··· DATASET RECORDS ···

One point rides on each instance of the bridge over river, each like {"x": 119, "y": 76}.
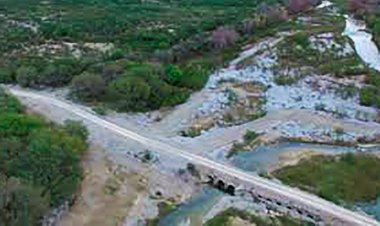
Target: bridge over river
{"x": 225, "y": 175}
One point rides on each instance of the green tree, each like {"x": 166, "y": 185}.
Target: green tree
{"x": 76, "y": 129}
{"x": 129, "y": 94}
{"x": 88, "y": 86}
{"x": 20, "y": 203}
{"x": 173, "y": 74}
{"x": 27, "y": 76}
{"x": 6, "y": 75}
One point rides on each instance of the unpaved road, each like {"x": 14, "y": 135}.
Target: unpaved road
{"x": 294, "y": 195}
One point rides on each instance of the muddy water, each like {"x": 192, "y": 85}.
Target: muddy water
{"x": 364, "y": 45}
{"x": 261, "y": 159}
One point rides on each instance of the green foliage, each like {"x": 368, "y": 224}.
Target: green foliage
{"x": 224, "y": 219}
{"x": 20, "y": 203}
{"x": 302, "y": 39}
{"x": 39, "y": 163}
{"x": 27, "y": 76}
{"x": 88, "y": 86}
{"x": 283, "y": 80}
{"x": 9, "y": 104}
{"x": 173, "y": 74}
{"x": 370, "y": 95}
{"x": 142, "y": 88}
{"x": 6, "y": 75}
{"x": 143, "y": 32}
{"x": 129, "y": 94}
{"x": 348, "y": 178}
{"x": 76, "y": 129}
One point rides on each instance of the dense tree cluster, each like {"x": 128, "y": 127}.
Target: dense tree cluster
{"x": 39, "y": 163}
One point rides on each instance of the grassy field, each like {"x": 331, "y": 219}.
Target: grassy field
{"x": 348, "y": 178}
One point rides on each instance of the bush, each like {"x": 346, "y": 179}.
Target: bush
{"x": 224, "y": 37}
{"x": 21, "y": 203}
{"x": 88, "y": 86}
{"x": 283, "y": 80}
{"x": 250, "y": 136}
{"x": 129, "y": 94}
{"x": 43, "y": 158}
{"x": 369, "y": 96}
{"x": 173, "y": 74}
{"x": 6, "y": 76}
{"x": 302, "y": 39}
{"x": 349, "y": 178}
{"x": 76, "y": 129}
{"x": 27, "y": 76}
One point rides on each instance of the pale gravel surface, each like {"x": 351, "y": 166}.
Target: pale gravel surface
{"x": 291, "y": 114}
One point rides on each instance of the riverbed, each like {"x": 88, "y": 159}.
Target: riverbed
{"x": 261, "y": 159}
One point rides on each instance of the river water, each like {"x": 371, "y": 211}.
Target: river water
{"x": 261, "y": 159}
{"x": 192, "y": 212}
{"x": 364, "y": 45}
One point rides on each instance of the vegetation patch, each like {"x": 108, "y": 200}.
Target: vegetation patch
{"x": 370, "y": 94}
{"x": 250, "y": 140}
{"x": 40, "y": 163}
{"x": 348, "y": 178}
{"x": 226, "y": 217}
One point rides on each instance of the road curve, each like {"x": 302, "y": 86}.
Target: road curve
{"x": 301, "y": 197}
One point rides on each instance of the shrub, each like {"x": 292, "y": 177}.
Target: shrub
{"x": 297, "y": 6}
{"x": 250, "y": 136}
{"x": 302, "y": 39}
{"x": 173, "y": 74}
{"x": 76, "y": 129}
{"x": 129, "y": 94}
{"x": 6, "y": 75}
{"x": 111, "y": 72}
{"x": 369, "y": 96}
{"x": 27, "y": 76}
{"x": 223, "y": 37}
{"x": 21, "y": 203}
{"x": 88, "y": 86}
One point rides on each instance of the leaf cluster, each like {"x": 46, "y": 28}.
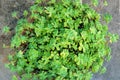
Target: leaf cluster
{"x": 62, "y": 40}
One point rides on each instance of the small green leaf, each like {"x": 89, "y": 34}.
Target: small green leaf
{"x": 15, "y": 14}
{"x": 14, "y": 78}
{"x": 6, "y": 30}
{"x": 95, "y": 2}
{"x": 25, "y": 13}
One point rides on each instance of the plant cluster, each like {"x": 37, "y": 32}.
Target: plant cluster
{"x": 60, "y": 40}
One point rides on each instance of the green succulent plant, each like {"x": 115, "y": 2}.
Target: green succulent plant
{"x": 60, "y": 40}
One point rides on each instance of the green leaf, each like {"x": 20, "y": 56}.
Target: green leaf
{"x": 33, "y": 54}
{"x": 15, "y": 14}
{"x": 107, "y": 17}
{"x": 14, "y": 78}
{"x": 25, "y": 13}
{"x": 95, "y": 2}
{"x": 6, "y": 30}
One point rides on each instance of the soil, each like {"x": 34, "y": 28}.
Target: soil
{"x": 8, "y": 6}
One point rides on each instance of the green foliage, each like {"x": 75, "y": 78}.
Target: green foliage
{"x": 62, "y": 40}
{"x": 15, "y": 14}
{"x": 6, "y": 30}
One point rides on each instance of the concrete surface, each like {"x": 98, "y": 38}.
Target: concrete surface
{"x": 113, "y": 67}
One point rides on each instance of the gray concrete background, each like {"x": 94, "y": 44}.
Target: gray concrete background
{"x": 113, "y": 67}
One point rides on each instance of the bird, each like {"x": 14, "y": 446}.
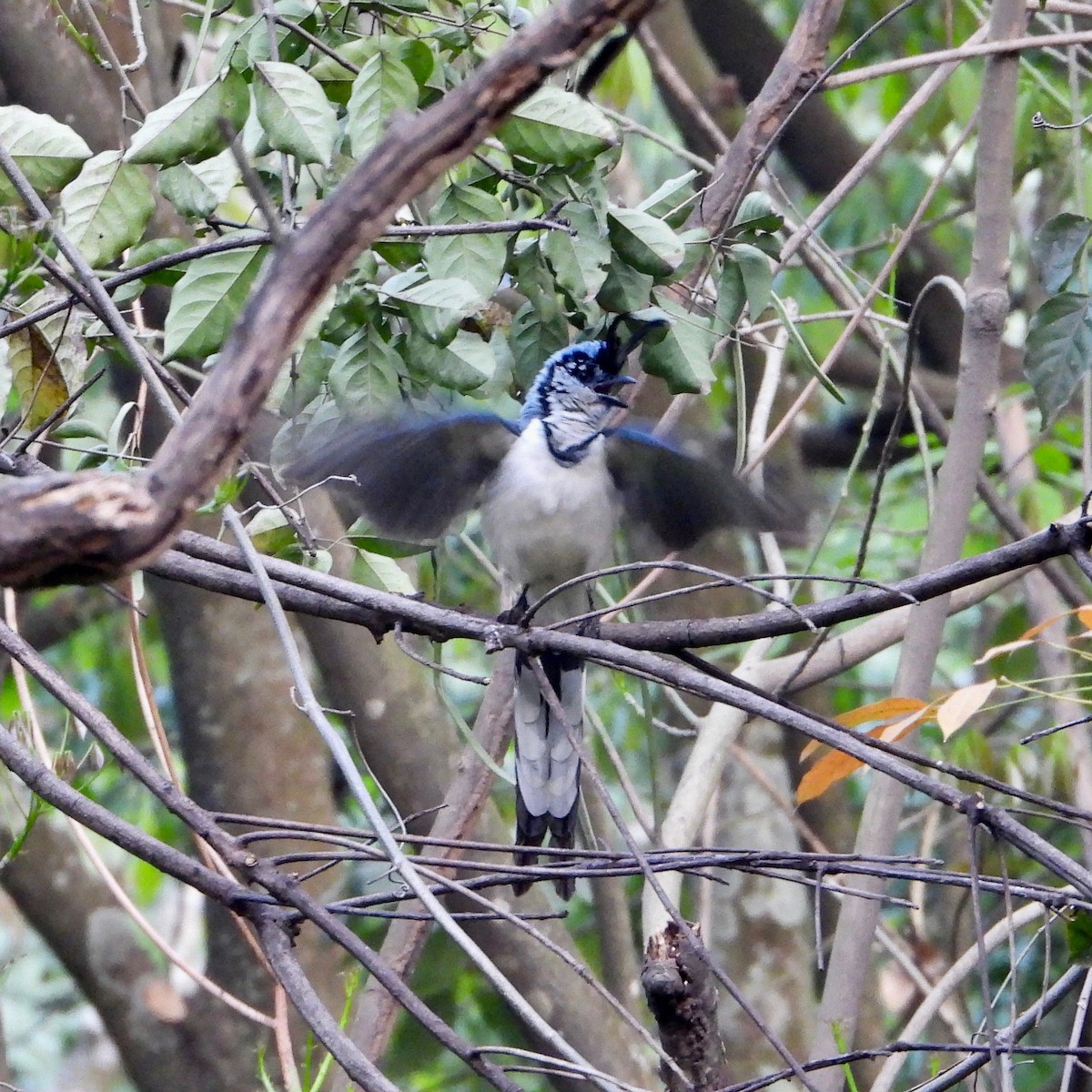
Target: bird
{"x": 552, "y": 489}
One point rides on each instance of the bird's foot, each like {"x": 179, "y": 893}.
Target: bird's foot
{"x": 517, "y": 614}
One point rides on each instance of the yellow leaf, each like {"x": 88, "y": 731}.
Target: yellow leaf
{"x": 893, "y": 733}
{"x": 836, "y": 764}
{"x": 875, "y": 711}
{"x": 880, "y": 711}
{"x": 958, "y": 708}
{"x": 1000, "y": 650}
{"x": 830, "y": 768}
{"x": 35, "y": 375}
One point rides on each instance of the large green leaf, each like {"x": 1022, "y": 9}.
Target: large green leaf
{"x": 189, "y": 126}
{"x": 1057, "y": 247}
{"x": 476, "y": 258}
{"x": 295, "y": 113}
{"x": 647, "y": 244}
{"x": 463, "y": 365}
{"x": 197, "y": 189}
{"x": 672, "y": 201}
{"x": 625, "y": 288}
{"x": 383, "y": 86}
{"x": 683, "y": 358}
{"x": 757, "y": 274}
{"x": 47, "y": 152}
{"x": 557, "y": 126}
{"x": 207, "y": 299}
{"x": 435, "y": 308}
{"x": 1058, "y": 349}
{"x": 533, "y": 338}
{"x": 580, "y": 260}
{"x": 47, "y": 360}
{"x": 365, "y": 374}
{"x": 106, "y": 207}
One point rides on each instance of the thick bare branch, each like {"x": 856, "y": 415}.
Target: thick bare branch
{"x": 410, "y": 156}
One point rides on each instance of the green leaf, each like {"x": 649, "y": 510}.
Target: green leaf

···

TASK DESCRIPTION - Output all of the rows above verbatim, leaving out the pictures.

SOLUTION TO THIS TASK -
One point rides on each instance of the bridge over river, each like {"x": 119, "y": 76}.
Target: bridge over river
{"x": 225, "y": 175}
One point rides on each instance of the green tree, each like {"x": 166, "y": 185}.
Target: green tree
{"x": 76, "y": 129}
{"x": 129, "y": 94}
{"x": 88, "y": 86}
{"x": 20, "y": 203}
{"x": 173, "y": 74}
{"x": 27, "y": 76}
{"x": 6, "y": 75}
One point rides on each instance of the unpaved road, each like {"x": 14, "y": 135}.
Target: unpaved road
{"x": 294, "y": 195}
One point rides on each instance of the muddy water, each like {"x": 192, "y": 85}.
Target: muddy water
{"x": 364, "y": 45}
{"x": 261, "y": 159}
One point rides on each instance of the green foliage, each like {"x": 368, "y": 224}.
Target: green foliage
{"x": 224, "y": 219}
{"x": 20, "y": 203}
{"x": 302, "y": 39}
{"x": 39, "y": 163}
{"x": 27, "y": 76}
{"x": 88, "y": 86}
{"x": 283, "y": 80}
{"x": 9, "y": 104}
{"x": 173, "y": 74}
{"x": 370, "y": 95}
{"x": 142, "y": 88}
{"x": 6, "y": 75}
{"x": 143, "y": 32}
{"x": 129, "y": 94}
{"x": 348, "y": 178}
{"x": 76, "y": 129}
One point rides on each instance of the dense tree cluster, each like {"x": 128, "y": 127}.
Target: dense tree cluster
{"x": 39, "y": 163}
One point rides on each instance of the grassy field, each like {"x": 331, "y": 219}.
Target: grassy field
{"x": 348, "y": 178}
One point rides on each instance of the bush, each like {"x": 346, "y": 179}.
Target: bush
{"x": 224, "y": 37}
{"x": 21, "y": 203}
{"x": 88, "y": 86}
{"x": 283, "y": 80}
{"x": 250, "y": 136}
{"x": 129, "y": 94}
{"x": 43, "y": 158}
{"x": 369, "y": 96}
{"x": 173, "y": 74}
{"x": 6, "y": 76}
{"x": 302, "y": 39}
{"x": 349, "y": 178}
{"x": 76, "y": 129}
{"x": 27, "y": 76}
One point rides on each instance of the pale gravel surface, each like {"x": 351, "y": 166}.
Target: pale gravel surface
{"x": 291, "y": 114}
One point rides on each instance of the riverbed, each like {"x": 88, "y": 159}.
Target: riverbed
{"x": 261, "y": 159}
One point rides on each instance of the river water, each like {"x": 371, "y": 211}.
Target: river water
{"x": 261, "y": 159}
{"x": 192, "y": 212}
{"x": 364, "y": 45}
One point rides on each instance of the vegetation patch, each like {"x": 108, "y": 200}.
Target: vegetation patch
{"x": 370, "y": 94}
{"x": 250, "y": 140}
{"x": 40, "y": 163}
{"x": 348, "y": 178}
{"x": 226, "y": 217}
One point rides on each instance of the road curve, each like {"x": 302, "y": 86}.
Target: road curve
{"x": 301, "y": 197}
One point rides on each instance of the shrub, each like {"x": 292, "y": 177}.
Target: shrub
{"x": 297, "y": 6}
{"x": 250, "y": 136}
{"x": 302, "y": 39}
{"x": 173, "y": 74}
{"x": 76, "y": 129}
{"x": 129, "y": 94}
{"x": 6, "y": 75}
{"x": 111, "y": 72}
{"x": 369, "y": 96}
{"x": 27, "y": 76}
{"x": 223, "y": 37}
{"x": 21, "y": 203}
{"x": 88, "y": 86}
One point rides on each instance of the leaf cluster, each like {"x": 46, "y": 28}.
Target: leaf cluster
{"x": 62, "y": 40}
One point rides on each instance of the small green leaf, each like {"x": 89, "y": 34}.
Target: small green leaf
{"x": 15, "y": 14}
{"x": 14, "y": 78}
{"x": 6, "y": 30}
{"x": 95, "y": 2}
{"x": 25, "y": 13}
One point rides on each instance of the plant cluster, each like {"x": 37, "y": 32}.
Target: plant cluster
{"x": 60, "y": 40}
One point rides on each instance of the green succulent plant, each like {"x": 115, "y": 2}.
Target: green succulent plant
{"x": 60, "y": 40}
One point rides on each instance of the green leaf, each like {"x": 20, "y": 56}.
Target: green leaf
{"x": 33, "y": 54}
{"x": 15, "y": 14}
{"x": 107, "y": 17}
{"x": 14, "y": 78}
{"x": 25, "y": 13}
{"x": 95, "y": 2}
{"x": 6, "y": 30}
One point rides on each instance of the soil, each like {"x": 34, "y": 28}.
Target: soil
{"x": 8, "y": 6}
One point rides on each instance of the green foliage, each like {"x": 75, "y": 78}.
Target: green foliage
{"x": 62, "y": 40}
{"x": 15, "y": 14}
{"x": 6, "y": 30}
One point rides on each instance of the concrete surface, each like {"x": 98, "y": 38}.
Target: concrete surface
{"x": 113, "y": 67}
One point rides on each instance of the gray concrete background, each like {"x": 94, "y": 44}.
Target: gray concrete background
{"x": 113, "y": 67}
One point rides on each instance of the bird, each like {"x": 14, "y": 446}.
Target: bird
{"x": 552, "y": 489}
One point rides on each instance of the bird's foot, each like {"x": 179, "y": 893}.
Target: bird's foot
{"x": 517, "y": 614}
One point rides on each instance of the yellow leaf, each like {"x": 88, "y": 731}.
Target: yellow leaf
{"x": 893, "y": 733}
{"x": 836, "y": 764}
{"x": 875, "y": 711}
{"x": 880, "y": 711}
{"x": 958, "y": 708}
{"x": 1000, "y": 650}
{"x": 830, "y": 768}
{"x": 35, "y": 375}
One point rides on each instance of the large green leaf, each like {"x": 1022, "y": 9}.
Target: large green leaf
{"x": 189, "y": 126}
{"x": 1057, "y": 247}
{"x": 476, "y": 258}
{"x": 295, "y": 113}
{"x": 647, "y": 244}
{"x": 463, "y": 365}
{"x": 197, "y": 189}
{"x": 672, "y": 201}
{"x": 625, "y": 288}
{"x": 383, "y": 86}
{"x": 683, "y": 358}
{"x": 757, "y": 274}
{"x": 47, "y": 152}
{"x": 557, "y": 126}
{"x": 207, "y": 299}
{"x": 435, "y": 308}
{"x": 1058, "y": 349}
{"x": 533, "y": 338}
{"x": 580, "y": 260}
{"x": 47, "y": 360}
{"x": 365, "y": 374}
{"x": 106, "y": 207}
One point rides on each instance of the thick bare branch, each like {"x": 856, "y": 415}.
Target: thick bare branch
{"x": 410, "y": 156}
One point rides on each instance of the green leaf, each like {"x": 649, "y": 510}.
Target: green leaf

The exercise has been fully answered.